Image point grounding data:
━━━━━━━━━━━━━━━━

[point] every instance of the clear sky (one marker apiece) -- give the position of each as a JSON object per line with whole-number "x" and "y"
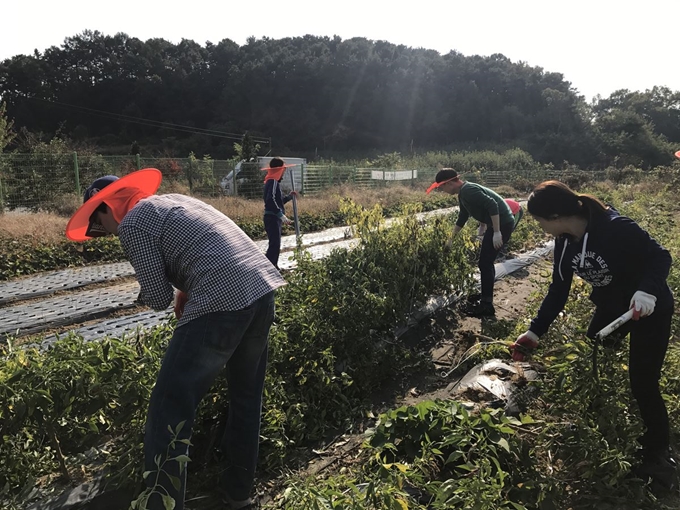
{"x": 598, "y": 45}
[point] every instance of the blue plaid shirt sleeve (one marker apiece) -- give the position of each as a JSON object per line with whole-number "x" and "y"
{"x": 144, "y": 253}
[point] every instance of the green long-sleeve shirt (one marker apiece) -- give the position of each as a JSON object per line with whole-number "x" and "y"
{"x": 481, "y": 203}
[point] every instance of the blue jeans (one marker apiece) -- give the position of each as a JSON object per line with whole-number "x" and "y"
{"x": 197, "y": 353}
{"x": 487, "y": 257}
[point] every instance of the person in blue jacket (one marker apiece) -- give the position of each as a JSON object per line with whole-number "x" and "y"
{"x": 274, "y": 212}
{"x": 626, "y": 268}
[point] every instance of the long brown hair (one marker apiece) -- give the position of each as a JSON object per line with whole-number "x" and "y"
{"x": 552, "y": 199}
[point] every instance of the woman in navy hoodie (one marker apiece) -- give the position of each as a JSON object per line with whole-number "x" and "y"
{"x": 274, "y": 212}
{"x": 627, "y": 269}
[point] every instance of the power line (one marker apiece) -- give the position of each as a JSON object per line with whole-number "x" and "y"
{"x": 152, "y": 123}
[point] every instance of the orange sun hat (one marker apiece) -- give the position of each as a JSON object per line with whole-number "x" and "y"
{"x": 80, "y": 228}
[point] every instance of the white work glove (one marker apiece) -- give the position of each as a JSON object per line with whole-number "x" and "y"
{"x": 523, "y": 346}
{"x": 642, "y": 304}
{"x": 181, "y": 299}
{"x": 497, "y": 240}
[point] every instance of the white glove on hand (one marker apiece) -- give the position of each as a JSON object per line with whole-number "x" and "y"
{"x": 497, "y": 240}
{"x": 525, "y": 343}
{"x": 642, "y": 304}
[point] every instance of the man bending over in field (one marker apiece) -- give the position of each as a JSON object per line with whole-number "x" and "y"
{"x": 489, "y": 208}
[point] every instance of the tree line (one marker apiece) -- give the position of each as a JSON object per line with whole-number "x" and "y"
{"x": 325, "y": 96}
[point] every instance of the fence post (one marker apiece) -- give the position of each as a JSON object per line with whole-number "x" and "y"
{"x": 2, "y": 197}
{"x": 76, "y": 172}
{"x": 302, "y": 178}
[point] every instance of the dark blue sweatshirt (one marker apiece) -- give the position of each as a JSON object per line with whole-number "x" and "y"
{"x": 617, "y": 258}
{"x": 274, "y": 199}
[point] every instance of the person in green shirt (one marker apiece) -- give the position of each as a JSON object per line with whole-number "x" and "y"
{"x": 487, "y": 207}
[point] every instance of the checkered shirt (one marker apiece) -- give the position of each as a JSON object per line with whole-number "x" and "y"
{"x": 175, "y": 240}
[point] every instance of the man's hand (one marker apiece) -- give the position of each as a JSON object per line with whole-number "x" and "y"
{"x": 642, "y": 304}
{"x": 497, "y": 240}
{"x": 181, "y": 299}
{"x": 524, "y": 345}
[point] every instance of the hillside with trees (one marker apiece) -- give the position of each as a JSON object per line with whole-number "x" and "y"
{"x": 326, "y": 97}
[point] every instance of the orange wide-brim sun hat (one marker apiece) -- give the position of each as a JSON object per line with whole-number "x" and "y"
{"x": 276, "y": 172}
{"x": 147, "y": 180}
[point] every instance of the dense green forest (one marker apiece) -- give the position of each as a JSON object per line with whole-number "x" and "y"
{"x": 324, "y": 97}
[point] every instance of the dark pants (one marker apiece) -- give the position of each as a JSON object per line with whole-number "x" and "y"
{"x": 648, "y": 343}
{"x": 197, "y": 353}
{"x": 487, "y": 257}
{"x": 272, "y": 225}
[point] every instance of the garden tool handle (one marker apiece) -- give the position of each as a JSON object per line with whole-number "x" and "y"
{"x": 610, "y": 328}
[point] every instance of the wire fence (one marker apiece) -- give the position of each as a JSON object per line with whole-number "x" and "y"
{"x": 55, "y": 182}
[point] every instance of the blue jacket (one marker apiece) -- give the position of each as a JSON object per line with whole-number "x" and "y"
{"x": 274, "y": 199}
{"x": 617, "y": 258}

━━━━━━━━━━━━━━━━

Go through the entries and retype them exactly, except for the images.

EXERCISE OUTPUT
[point] every instance of the clear sky (one marker apiece) -- give the position of each as a JSON object per line with whole-number "x" and "y"
{"x": 598, "y": 45}
[point] every instance of the blue plaid shirt sleeve (one marker apiece) -- give the position of each as a JSON object per line with whole-number "x" and "y"
{"x": 144, "y": 253}
[point] every instance of the green long-sleeve shirt (one marker apiece) -- give the position of each as a JSON object per line with whole-number "x" and "y"
{"x": 481, "y": 203}
[point] every instance of the blue jeans (one marker apiece) -- give the position of each as a JSON object per line with whole-number "x" and "y"
{"x": 197, "y": 353}
{"x": 487, "y": 257}
[point] every instance of the person in blue jacket (one marker apiece) -- give the position of each as a JSON object per line with whole-number "x" and "y"
{"x": 274, "y": 212}
{"x": 626, "y": 268}
[point] every instance of the long brown hair (one marker apiece) -- give the position of each as a JSON object per line with whole-number "x" and "y"
{"x": 552, "y": 199}
[point] every instance of the woman in navy hoodie (one marker apiece) -- give the position of each as a JSON object per line with whole-number "x" and "y"
{"x": 274, "y": 212}
{"x": 627, "y": 269}
[point] every instance of the power line (one marker apiece) -- give the position of each as a JSON object per line with whole-number "x" and "y"
{"x": 152, "y": 123}
[point] every instance of the orange sun hat (one marker apiece) -- give the position of each as a JSON object per line with whole-number "x" and "y"
{"x": 80, "y": 228}
[point] every instance of the white work glove (one marker apiece) -- give the position of each as a JSON object per line with whole-number "x" and "y"
{"x": 523, "y": 346}
{"x": 642, "y": 304}
{"x": 181, "y": 299}
{"x": 497, "y": 240}
[point] every instance of the white glove on hand (one marker apiece) -- give the position of each as a JSON object per line with whole-number "x" and "y"
{"x": 497, "y": 240}
{"x": 525, "y": 343}
{"x": 642, "y": 304}
[point] every instance of the man bending over in field (one marker apiece) -- give the position of each as a JSON object per line with whole-number "x" and "y"
{"x": 489, "y": 208}
[point] every instance of the tree line (one marker apiece) -- give the position of each as a JSON object per line with whole-number "x" and "y"
{"x": 325, "y": 96}
[point] every instance of the fence post (one marker apiece) -- give the position of each as a JSON object per line with whole-number "x" and "y"
{"x": 2, "y": 197}
{"x": 76, "y": 172}
{"x": 302, "y": 178}
[point] every instance of the dark blue sweatshirt (one marker apiece) -- give the position of each as a JSON object per line with whole-number "x" and "y"
{"x": 617, "y": 258}
{"x": 274, "y": 199}
[point] every instance of the person in green shirt (one marker apiece) -- give the position of each as a JSON object per line with whole-number "x" and "y"
{"x": 487, "y": 207}
[point] every instance of the checkered shirt (one marker apiece) -- give the position of each as a JSON object per line with whole-number "x" and "y"
{"x": 175, "y": 240}
[point] every instance of the man's hand (one marker apiece) -- give the position of each as a JSON object per line with whole-number "x" and "y"
{"x": 642, "y": 304}
{"x": 497, "y": 240}
{"x": 181, "y": 299}
{"x": 524, "y": 345}
[point] every instance of the hillside with trees (one marker apiece) -- give the position of each as a JSON object per line with whole-number "x" and "y"
{"x": 326, "y": 97}
[point] every instance of the orange wide-brim sun hat (one marker apiece) -- give the position of each as a JSON object per line with whole-number "x" and "y"
{"x": 276, "y": 172}
{"x": 147, "y": 180}
[point] every instance of the dense green forest (one marker apiece) -- give the position of each as a JSON object per line with whole-number "x" and "y"
{"x": 324, "y": 97}
[point] every instance of the dark pants (one marker apiece) -- give the position of each as a JSON object per line with whole-number "x" and "y"
{"x": 648, "y": 343}
{"x": 197, "y": 353}
{"x": 487, "y": 257}
{"x": 272, "y": 225}
[point] every instance of the garden tool handle (one marker apiece) -- give the position of each as a JSON object per line with whole-number "x" and "y"
{"x": 610, "y": 328}
[point] every instance of the wire fence (one marker apiece) -- give the position of each as a JSON object per line with whole-number "x" and "y"
{"x": 55, "y": 182}
[point] every instance of the blue jacket (one marker apiece) -- give the position of each as a JSON object per line with whole-number "x" and "y"
{"x": 274, "y": 199}
{"x": 617, "y": 258}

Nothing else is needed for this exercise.